Job 1 = From the summer reading passage, quote the words beginning at "We’ll be honest, traditional, trashy, throwaway" and ending after "Ian Fleming was.".

Extract to read =

* * * * *

Some books we’re in the mood for this summer.
We’ll be honest, traditional, trashy, throwaway beach reads don’t excite us very much. Our summer “must reads” are books we’d be proud to leave behind at the beach house for the next guest to read (but rarely do, because we find it too hard to part with them). You might not agree with all our selections, but we’re fairly certain you’ll find something here that interests you—unless you prefer shell collecting to reading. In which case, we’ll understand.
Reissued a few years ago with cool, retro cover art, this is the first of the Bond books. Reading the books in the order they were released, rather than how the movies were, gives you a new understanding of the Bond character. It’s interesting to note that one casualty of the Bond mystique created by the movies is the fact that a lot of people have forgotten how good a writer Ian Fleming was.
The book that launched Hemingway’s career and reputation. It falls into that select group of works that can be read and reread and still be fresh. The crisp, concise prose that details the tortured Jake Barnes and his circle of friends is the standard for excellence that has spawned a million imitators. And if that’s not enough to draw you in, pay attention to how much these people drink. Wow.

* * * * *

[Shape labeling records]

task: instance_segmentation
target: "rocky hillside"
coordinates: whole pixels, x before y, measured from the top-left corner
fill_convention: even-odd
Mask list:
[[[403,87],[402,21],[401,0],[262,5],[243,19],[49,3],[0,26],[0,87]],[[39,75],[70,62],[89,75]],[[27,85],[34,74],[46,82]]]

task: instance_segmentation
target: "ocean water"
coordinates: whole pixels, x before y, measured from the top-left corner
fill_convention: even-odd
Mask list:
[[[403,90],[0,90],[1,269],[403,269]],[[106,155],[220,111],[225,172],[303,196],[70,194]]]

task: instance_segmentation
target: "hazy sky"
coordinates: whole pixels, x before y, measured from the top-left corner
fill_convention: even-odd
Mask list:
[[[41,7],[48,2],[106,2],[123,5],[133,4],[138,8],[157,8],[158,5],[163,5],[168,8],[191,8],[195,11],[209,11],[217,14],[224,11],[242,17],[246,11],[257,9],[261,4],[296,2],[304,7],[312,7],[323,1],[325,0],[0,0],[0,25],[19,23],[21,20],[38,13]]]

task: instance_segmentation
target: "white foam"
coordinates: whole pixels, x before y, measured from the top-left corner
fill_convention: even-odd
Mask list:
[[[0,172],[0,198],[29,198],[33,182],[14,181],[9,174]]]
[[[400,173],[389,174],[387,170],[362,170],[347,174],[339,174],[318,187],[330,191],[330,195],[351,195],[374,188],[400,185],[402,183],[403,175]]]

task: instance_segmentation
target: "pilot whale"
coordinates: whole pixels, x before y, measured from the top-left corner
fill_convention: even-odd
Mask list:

* * * * *

Job 2 = Reproduce every shape labeling entry above, changing "Mask list" to "Polygon list" and leaving all else unchanged.

Exercise solution 1 =
We’ll be honest, traditional, trashy, throwaway beach reads don’t excite us very much. Our summer “must reads” are books we’d be proud to leave behind at the beach house for the next guest to read (but rarely do, because we find it too hard to part with them). You might not agree with all our selections, but we’re fairly certain you’ll find something here that interests you—unless you prefer shell collecting to reading. In which case, we’ll understand.
Reissued a few years ago with cool, retro cover art, this is the first of the Bond books. Reading the books in the order they were released, rather than how the movies were, gives you a new understanding of the Bond character. It’s interesting to note that one casualty of the Bond mystique created by the movies is the fact that a lot of people have forgotten how good a writer Ian Fleming was.

Exercise solution 2 =
task: instance_segmentation
target: "rocky hillside"
coordinates: whole pixels, x before y, measured from the top-left corner
fill_convention: even-odd
Polygon list:
[[[403,87],[402,21],[401,0],[262,5],[243,19],[49,3],[0,26],[0,87]],[[39,75],[70,62],[89,75]],[[27,85],[34,74],[46,82]]]

task: instance_segmentation
target: "ocean water"
coordinates: whole pixels, x before y, measured from the top-left corner
fill_convention: even-odd
Polygon list:
[[[403,90],[0,90],[1,269],[403,269]],[[106,155],[220,111],[225,172],[303,196],[70,194]]]

task: instance_segmentation
target: "hazy sky"
coordinates: whole pixels, x before y, measured from the top-left corner
fill_convention: even-odd
Polygon list:
[[[41,7],[48,2],[106,2],[123,5],[133,4],[138,8],[157,8],[158,5],[163,5],[168,8],[191,8],[195,11],[209,11],[217,14],[224,11],[242,17],[246,11],[257,9],[261,4],[296,2],[304,7],[312,7],[323,1],[325,0],[0,0],[0,25],[19,23],[21,20],[38,13]]]

task: instance_segmentation
target: "white foam"
coordinates: whole pixels, x before y, measured from the top-left corner
fill_convention: even-odd
Polygon list:
[[[0,172],[0,198],[29,198],[33,182],[14,181],[9,174]]]
[[[400,173],[389,174],[387,170],[362,170],[347,174],[339,174],[318,187],[330,191],[330,195],[351,195],[374,188],[400,185],[402,183],[403,175]]]

task: instance_segmentation
target: "pilot whale"
coordinates: whole pixels, x before y, measured from the top-left corner
fill_convention: even-odd
Polygon list:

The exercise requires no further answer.